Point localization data
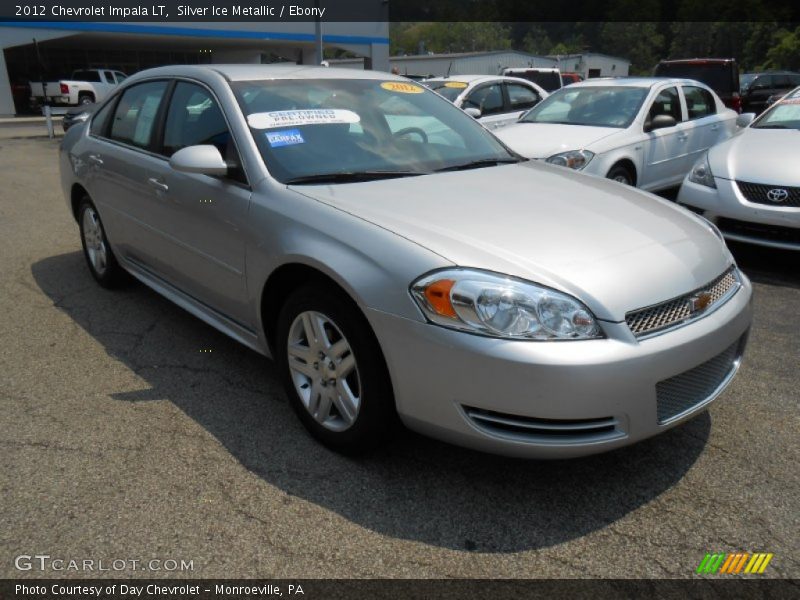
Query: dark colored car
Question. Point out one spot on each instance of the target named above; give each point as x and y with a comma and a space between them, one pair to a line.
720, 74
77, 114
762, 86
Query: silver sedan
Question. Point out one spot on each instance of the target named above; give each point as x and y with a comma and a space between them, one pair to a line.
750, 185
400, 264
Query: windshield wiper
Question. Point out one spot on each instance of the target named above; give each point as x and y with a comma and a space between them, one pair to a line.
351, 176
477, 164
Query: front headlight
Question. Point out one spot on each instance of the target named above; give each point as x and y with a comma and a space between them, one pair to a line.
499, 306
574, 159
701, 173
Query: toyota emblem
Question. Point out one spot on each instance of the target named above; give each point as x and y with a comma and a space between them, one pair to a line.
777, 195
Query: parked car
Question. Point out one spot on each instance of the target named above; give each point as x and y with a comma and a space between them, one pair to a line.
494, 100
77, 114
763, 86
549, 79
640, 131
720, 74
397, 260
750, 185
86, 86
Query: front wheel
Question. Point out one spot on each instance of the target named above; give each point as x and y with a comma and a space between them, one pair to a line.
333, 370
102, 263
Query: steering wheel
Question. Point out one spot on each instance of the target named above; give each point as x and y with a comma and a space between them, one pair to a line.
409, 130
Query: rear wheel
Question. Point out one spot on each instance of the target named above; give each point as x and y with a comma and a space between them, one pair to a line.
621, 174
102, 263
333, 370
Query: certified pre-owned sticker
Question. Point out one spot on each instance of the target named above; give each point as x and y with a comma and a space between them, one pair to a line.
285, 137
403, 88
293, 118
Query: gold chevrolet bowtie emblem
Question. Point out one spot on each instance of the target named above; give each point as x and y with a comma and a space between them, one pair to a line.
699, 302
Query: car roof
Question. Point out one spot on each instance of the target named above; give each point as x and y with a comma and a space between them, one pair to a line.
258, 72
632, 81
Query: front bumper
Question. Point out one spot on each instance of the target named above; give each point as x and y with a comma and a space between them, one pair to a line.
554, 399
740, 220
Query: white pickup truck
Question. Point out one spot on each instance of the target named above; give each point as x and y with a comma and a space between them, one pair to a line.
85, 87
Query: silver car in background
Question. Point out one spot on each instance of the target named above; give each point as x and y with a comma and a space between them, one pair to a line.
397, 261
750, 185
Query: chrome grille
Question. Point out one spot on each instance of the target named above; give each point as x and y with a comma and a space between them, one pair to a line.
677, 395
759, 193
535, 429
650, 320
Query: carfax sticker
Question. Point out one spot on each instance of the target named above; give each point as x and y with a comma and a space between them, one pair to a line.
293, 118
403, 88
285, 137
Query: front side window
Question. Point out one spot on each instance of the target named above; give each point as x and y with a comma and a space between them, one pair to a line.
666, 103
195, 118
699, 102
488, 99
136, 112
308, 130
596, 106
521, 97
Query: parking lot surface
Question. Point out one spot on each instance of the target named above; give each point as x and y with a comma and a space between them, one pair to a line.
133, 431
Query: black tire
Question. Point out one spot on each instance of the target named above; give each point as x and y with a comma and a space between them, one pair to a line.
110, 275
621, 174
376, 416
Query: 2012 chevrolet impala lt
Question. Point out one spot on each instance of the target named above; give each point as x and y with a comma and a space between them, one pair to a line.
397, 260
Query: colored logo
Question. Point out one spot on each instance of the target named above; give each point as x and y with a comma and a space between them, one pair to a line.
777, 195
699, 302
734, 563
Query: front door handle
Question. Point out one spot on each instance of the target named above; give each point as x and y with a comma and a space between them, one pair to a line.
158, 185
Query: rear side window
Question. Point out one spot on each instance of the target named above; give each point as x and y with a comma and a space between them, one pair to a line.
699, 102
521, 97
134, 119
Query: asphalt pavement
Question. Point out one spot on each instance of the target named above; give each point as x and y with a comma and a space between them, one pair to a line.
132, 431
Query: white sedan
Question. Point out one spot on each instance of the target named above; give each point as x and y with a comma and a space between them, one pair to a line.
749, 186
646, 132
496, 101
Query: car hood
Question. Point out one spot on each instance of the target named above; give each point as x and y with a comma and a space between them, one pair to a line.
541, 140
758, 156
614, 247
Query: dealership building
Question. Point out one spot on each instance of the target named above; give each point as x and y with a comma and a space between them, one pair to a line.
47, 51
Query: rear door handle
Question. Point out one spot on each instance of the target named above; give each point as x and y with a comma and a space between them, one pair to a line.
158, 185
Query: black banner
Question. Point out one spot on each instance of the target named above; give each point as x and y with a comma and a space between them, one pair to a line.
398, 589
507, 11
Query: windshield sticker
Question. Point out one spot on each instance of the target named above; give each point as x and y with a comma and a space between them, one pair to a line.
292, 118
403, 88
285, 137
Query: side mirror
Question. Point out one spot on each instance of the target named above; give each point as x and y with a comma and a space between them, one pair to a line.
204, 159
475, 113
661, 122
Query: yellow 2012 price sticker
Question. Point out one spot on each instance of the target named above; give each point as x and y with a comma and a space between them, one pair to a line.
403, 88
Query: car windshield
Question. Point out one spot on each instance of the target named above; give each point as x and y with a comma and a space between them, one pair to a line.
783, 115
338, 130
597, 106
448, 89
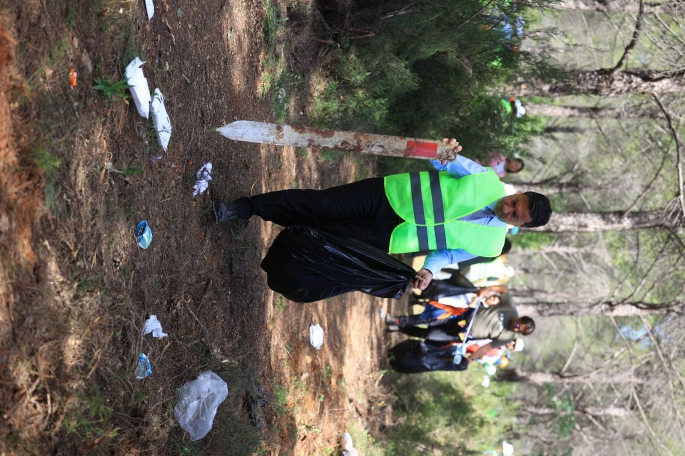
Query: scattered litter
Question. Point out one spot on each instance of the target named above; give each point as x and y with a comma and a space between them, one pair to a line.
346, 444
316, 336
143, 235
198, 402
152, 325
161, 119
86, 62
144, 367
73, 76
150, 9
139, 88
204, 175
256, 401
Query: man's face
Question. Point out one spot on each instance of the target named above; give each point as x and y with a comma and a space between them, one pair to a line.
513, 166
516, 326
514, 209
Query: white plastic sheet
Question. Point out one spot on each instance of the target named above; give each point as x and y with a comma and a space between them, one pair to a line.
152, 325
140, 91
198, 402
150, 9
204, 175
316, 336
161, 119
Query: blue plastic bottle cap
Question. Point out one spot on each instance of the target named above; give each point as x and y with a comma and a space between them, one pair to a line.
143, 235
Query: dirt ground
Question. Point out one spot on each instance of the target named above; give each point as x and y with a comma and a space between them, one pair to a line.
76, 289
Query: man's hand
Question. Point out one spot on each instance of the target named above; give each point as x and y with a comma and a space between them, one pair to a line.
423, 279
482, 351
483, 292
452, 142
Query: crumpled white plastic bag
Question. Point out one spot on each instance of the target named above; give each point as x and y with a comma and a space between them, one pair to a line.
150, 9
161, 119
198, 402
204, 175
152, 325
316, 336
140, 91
...
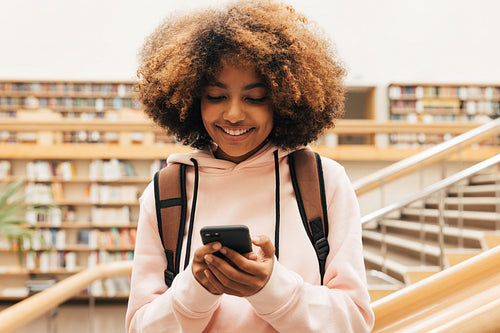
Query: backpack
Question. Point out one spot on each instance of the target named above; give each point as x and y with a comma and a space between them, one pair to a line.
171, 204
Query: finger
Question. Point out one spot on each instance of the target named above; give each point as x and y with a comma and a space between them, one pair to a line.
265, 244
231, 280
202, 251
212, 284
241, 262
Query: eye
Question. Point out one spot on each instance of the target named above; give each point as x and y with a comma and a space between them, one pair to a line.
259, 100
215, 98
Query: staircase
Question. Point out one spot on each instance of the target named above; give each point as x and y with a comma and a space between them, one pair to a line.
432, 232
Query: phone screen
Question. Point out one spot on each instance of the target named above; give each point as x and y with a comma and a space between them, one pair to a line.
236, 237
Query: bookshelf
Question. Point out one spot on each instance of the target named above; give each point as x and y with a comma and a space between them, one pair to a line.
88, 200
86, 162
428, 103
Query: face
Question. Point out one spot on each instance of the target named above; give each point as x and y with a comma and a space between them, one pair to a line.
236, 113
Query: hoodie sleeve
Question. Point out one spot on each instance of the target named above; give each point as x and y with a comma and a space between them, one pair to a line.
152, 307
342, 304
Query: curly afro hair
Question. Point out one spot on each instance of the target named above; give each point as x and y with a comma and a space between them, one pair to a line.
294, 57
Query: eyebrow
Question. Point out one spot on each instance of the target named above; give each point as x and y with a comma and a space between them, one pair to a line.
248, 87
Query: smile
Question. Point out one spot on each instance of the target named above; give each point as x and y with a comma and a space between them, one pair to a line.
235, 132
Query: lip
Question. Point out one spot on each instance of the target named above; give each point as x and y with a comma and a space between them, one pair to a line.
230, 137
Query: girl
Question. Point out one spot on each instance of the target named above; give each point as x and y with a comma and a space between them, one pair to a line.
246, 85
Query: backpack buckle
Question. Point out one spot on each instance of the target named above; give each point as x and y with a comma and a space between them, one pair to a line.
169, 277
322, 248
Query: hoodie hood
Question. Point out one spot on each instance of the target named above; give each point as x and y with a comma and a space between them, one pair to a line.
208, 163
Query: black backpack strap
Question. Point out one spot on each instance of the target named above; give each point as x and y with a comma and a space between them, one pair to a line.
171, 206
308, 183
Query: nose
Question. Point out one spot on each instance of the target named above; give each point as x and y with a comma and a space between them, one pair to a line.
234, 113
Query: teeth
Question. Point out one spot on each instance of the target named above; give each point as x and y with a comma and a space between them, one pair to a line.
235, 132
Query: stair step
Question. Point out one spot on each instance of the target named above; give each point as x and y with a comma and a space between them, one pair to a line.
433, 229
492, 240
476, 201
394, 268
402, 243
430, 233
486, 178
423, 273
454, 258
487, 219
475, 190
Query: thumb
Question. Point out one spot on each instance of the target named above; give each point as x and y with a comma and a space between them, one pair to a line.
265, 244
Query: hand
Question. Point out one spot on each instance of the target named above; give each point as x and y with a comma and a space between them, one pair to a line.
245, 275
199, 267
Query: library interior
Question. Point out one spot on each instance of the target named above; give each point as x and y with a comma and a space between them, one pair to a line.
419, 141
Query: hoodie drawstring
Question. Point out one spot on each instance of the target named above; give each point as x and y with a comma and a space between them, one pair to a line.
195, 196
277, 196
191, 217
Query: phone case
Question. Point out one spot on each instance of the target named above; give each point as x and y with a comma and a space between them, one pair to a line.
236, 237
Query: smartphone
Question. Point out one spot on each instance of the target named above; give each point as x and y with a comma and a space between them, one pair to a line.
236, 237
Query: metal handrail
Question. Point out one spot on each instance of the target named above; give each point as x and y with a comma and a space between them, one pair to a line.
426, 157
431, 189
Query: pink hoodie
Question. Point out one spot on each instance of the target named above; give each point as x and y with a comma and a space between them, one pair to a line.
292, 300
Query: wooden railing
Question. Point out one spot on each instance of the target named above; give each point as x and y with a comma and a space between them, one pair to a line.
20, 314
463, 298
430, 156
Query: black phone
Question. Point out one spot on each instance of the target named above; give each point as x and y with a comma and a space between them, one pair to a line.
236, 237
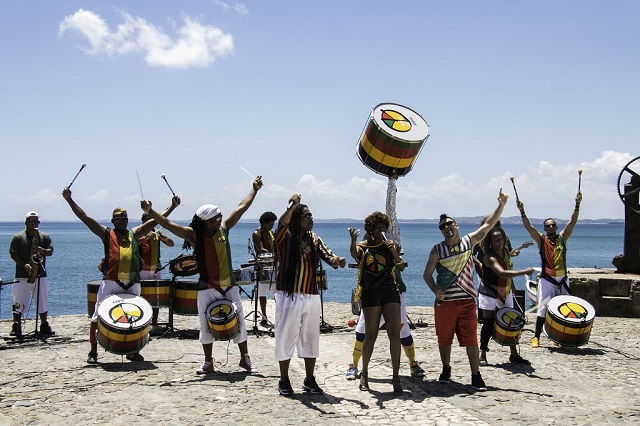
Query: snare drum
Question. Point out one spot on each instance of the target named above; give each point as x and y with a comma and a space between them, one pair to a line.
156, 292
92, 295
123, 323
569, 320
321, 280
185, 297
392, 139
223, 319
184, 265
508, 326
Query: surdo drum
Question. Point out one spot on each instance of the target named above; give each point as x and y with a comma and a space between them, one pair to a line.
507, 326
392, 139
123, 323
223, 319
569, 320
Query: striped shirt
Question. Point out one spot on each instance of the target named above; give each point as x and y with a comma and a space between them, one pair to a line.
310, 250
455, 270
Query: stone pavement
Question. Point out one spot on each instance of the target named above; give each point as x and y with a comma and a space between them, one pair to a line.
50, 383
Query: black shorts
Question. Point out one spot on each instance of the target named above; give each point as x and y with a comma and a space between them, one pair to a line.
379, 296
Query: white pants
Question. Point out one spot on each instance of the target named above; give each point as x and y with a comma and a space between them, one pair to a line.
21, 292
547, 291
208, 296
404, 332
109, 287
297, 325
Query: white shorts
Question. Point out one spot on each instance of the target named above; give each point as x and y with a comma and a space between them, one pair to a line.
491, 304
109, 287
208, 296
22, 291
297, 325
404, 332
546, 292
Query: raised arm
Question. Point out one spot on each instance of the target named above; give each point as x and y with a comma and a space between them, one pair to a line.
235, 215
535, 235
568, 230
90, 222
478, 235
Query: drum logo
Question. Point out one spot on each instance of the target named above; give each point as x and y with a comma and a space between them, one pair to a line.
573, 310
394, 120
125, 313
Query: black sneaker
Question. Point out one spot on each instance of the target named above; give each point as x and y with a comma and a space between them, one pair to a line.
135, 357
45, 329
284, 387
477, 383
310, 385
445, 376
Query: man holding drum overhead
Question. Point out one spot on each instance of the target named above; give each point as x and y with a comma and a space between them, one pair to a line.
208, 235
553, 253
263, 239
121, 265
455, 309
* * *
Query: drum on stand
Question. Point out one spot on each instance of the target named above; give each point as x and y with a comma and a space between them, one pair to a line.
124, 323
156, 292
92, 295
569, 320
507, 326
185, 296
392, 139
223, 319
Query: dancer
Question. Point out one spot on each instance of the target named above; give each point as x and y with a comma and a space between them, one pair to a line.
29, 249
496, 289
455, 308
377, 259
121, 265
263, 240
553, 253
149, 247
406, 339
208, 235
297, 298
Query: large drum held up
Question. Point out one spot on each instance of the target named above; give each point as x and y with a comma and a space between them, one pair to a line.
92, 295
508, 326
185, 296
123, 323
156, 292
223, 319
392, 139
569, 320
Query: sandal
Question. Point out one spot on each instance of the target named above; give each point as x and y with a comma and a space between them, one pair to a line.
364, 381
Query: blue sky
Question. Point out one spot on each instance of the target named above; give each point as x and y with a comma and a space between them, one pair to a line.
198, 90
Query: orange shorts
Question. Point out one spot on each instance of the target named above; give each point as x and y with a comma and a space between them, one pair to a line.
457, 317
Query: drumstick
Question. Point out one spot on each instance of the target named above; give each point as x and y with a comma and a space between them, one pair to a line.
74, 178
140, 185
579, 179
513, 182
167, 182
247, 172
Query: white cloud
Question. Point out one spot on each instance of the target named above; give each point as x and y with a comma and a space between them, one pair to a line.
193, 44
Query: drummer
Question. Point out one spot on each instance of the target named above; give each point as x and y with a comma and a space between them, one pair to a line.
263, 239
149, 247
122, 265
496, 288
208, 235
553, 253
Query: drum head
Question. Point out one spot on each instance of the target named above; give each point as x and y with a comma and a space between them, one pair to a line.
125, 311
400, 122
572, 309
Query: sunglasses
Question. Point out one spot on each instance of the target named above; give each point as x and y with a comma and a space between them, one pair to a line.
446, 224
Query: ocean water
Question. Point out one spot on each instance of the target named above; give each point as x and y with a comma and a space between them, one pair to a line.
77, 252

▶ **Aim of the exercise**
Count up the lines of the data that include "colored". Reply with a number only.

▶ **Answer to this task**
2